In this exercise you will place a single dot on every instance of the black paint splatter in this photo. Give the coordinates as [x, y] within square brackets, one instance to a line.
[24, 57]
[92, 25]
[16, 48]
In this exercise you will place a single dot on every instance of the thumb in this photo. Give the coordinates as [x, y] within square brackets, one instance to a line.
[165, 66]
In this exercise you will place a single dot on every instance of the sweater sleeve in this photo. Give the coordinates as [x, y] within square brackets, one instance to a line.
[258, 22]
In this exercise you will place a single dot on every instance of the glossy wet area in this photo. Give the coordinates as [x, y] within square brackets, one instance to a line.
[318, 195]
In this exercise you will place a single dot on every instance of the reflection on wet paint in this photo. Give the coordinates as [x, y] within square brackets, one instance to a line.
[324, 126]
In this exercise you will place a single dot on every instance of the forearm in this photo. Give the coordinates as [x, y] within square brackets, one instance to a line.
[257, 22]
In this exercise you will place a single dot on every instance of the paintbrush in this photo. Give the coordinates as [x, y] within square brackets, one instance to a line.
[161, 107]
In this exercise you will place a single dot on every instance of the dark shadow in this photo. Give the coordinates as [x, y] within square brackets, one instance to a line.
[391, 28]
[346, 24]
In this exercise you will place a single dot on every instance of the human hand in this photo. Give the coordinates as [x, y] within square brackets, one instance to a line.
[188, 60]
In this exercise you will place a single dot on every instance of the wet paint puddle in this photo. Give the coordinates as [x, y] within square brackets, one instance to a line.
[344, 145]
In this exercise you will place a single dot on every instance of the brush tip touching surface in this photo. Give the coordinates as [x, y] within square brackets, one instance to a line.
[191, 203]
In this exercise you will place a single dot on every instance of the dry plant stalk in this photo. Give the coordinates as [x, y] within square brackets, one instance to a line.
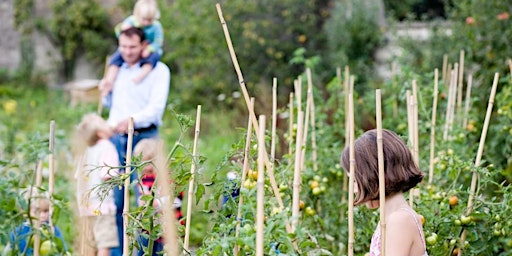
★ ★ ★
Stel vast in hoeveel regels van de vermeldingen hierboven het woord "paintbrush" voorkomt, waarbij hoofdletters en kleine letters van elkaar verschillen. Noteer uitsluitend dat aantal.

1